(TEXT BLOCK Opens)
Now that I am almost done with graduate school (and no closer to figuring out what I am going to be when I grow up), I find myself inventorying all the skills and talents that I have developed in lab over the (many many) years. Besides the obvious critical thinking skills and greater resistance to defeat, I also have freakishly strong hands and apparently, a good eye.
Next in the long list of random lab skills and talents is a finely tuned eye for volumes. I can look at an Eppendorf tube and tell within 5 microliters how much liquid it contains. I can tell 10 mL from 15 at the bottom of a bottle and 1 mL from 1.5 in the well of a 6 well plate. I know if a tube has as much as I need or if I will be short. The task is complicated by frozen liquids, of course, and their completely misleading change in volume, but I have had success even in that tough circumstance.

You wouldn’t think that telling 800uL from 750uL is terribly important, but when every channel on your timer is counting down and a meeting with the advisor is only minutes away, it becomes a matter of life and death.
I don’t know if this volume estimating skill will ever be useful to me down the line (other than judging how many glasses of wine remain in the bottle, of course – I am really good at that too).
Stay tuned for the next installment in the series “My Weird Talents.” Let me know if you have any of your own. We can compare and contrast.
I found a combination lock in the street this morning as I walked to work. It was locked open with the combination scrambled.
But I was able, in about two minutes, to crack the combination, just by feeling the rings and the pins click. Maybe that’s from sensitive Gilson fingers?
From undergraduate microbiology back in the 1980s when AIDS was hardly a rumor and Hox genes had only just been invented I acquired the skill of being able to hold and manipulate several different objects simultaneously without any of them touching the table-top. I still have that skill. But Anna, this sensation of not knowing what you want to be when you grow up never leaves you.
Judging from the picture, you also have a talent for building gumshields for dinosaurs.
(TEXT BLOCK Closes)
(STORED DATA Opens)
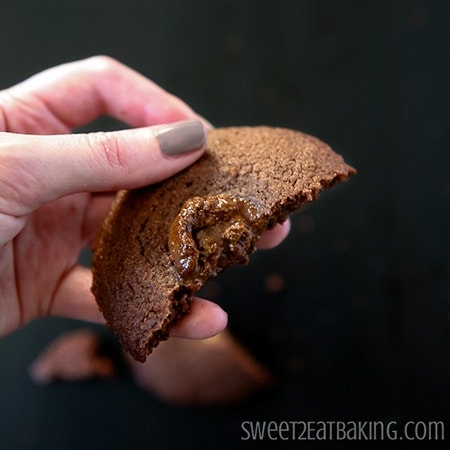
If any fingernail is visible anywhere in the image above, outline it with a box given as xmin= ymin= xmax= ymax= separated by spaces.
(STORED DATA Closes)
» TASK ITEM: Reproduce the lab-skills post word for word, everything from "You wouldn’t think" down to "sensitive Gilson fingers?".

» EXERCISE OUTPUT:
You wouldn’t think that telling 800uL from 750uL is terribly important, but when every channel on your timer is counting down and a meeting with the advisor is only minutes away, it becomes a matter of life and death.
I don’t know if this volume estimating skill will ever be useful to me down the line (other than judging how many glasses of wine remain in the bottle, of course – I am really good at that too).
Stay tuned for the next installment in the series “My Weird Talents.” Let me know if you have any of your own. We can compare and contrast.
I found a combination lock in the street this morning as I walked to work. It was locked open with the combination scrambled.
But I was able, in about two minutes, to crack the combination, just by feeling the rings and the pins click. Maybe that’s from sensitive Gilson fingers?